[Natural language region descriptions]
• • • • • • •
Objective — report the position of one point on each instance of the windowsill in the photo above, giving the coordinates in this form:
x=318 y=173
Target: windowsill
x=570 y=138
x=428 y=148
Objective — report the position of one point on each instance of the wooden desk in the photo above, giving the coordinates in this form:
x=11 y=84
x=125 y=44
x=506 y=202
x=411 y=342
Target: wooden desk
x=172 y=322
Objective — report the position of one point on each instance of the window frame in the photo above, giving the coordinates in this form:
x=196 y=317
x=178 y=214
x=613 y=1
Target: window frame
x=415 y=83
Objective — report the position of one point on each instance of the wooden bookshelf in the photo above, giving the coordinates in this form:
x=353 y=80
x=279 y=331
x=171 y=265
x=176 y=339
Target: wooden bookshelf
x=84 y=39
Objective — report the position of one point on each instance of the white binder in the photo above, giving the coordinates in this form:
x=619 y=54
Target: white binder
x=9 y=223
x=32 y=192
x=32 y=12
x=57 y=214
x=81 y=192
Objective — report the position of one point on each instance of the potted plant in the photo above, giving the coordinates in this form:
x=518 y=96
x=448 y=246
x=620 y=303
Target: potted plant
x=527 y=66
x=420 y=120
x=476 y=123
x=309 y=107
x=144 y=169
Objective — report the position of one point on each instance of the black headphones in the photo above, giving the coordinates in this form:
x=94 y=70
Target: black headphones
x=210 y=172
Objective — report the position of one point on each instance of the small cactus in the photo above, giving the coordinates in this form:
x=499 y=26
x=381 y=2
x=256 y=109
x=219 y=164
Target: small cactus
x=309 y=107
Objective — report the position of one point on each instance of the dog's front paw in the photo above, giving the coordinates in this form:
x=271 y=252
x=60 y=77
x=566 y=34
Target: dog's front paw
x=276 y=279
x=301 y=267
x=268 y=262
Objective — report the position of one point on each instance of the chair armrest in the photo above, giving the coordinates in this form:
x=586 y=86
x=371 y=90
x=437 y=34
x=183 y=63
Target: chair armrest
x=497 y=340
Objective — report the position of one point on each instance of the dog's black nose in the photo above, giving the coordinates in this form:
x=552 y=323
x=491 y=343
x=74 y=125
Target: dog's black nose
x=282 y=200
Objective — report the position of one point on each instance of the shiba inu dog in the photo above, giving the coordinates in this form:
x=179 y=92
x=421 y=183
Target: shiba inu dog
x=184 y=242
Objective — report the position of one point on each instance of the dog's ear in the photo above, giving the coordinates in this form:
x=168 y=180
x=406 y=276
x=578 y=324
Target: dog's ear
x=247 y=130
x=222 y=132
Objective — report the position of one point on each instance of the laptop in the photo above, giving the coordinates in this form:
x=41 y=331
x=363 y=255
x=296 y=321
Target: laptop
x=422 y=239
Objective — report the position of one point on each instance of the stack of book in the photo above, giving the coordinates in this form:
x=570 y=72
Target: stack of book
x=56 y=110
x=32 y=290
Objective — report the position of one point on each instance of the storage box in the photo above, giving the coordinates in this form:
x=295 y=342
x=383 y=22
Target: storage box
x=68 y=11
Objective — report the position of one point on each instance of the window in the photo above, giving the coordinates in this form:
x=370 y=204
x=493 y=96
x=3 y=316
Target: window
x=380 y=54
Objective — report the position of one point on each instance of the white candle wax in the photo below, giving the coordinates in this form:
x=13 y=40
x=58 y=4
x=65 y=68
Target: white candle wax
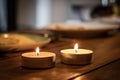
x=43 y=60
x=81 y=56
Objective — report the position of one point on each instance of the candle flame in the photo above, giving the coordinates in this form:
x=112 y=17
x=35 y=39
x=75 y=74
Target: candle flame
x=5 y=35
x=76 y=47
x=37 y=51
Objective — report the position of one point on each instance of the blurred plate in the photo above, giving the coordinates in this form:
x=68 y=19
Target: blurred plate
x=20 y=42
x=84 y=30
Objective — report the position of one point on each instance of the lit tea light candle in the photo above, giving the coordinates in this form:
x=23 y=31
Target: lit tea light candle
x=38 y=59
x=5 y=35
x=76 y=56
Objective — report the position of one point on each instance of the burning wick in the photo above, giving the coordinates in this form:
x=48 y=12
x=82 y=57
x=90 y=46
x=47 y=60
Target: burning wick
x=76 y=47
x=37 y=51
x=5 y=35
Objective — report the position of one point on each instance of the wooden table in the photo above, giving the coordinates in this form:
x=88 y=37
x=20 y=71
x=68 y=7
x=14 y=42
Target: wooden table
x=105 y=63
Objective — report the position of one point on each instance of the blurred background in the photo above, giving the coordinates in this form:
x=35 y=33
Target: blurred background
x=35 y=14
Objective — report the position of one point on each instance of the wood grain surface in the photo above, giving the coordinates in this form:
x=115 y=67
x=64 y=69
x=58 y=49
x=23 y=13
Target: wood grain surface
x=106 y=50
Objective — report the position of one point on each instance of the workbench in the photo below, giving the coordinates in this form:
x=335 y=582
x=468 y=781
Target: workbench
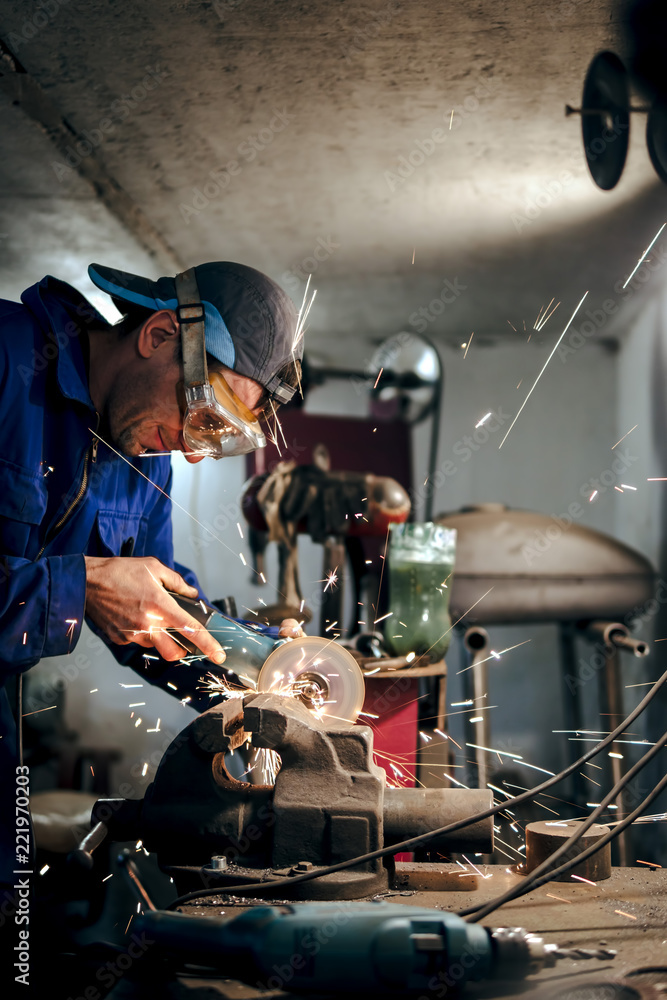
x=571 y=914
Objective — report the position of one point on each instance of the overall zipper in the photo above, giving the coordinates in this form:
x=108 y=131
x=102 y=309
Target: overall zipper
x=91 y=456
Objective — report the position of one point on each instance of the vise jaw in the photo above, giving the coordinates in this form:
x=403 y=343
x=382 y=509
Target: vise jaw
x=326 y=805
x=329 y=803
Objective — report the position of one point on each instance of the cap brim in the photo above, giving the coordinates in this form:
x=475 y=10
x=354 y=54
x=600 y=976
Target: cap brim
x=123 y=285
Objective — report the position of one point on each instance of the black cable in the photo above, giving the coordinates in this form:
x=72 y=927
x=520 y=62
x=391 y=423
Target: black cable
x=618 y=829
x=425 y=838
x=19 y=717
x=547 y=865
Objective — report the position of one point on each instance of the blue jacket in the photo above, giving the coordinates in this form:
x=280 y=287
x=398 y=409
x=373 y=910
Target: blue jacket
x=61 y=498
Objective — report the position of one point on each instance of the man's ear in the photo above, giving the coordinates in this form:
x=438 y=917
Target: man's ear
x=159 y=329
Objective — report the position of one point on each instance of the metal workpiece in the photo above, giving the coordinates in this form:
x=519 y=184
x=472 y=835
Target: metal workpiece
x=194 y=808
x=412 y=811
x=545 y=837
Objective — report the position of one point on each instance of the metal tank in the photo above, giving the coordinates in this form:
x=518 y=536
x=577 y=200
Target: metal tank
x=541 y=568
• • • • • • •
### WHAT YOU NEED TO DO
Indicate how many lines in the records above contain the word "below", giving only the number.

### TASK RESPONSE
2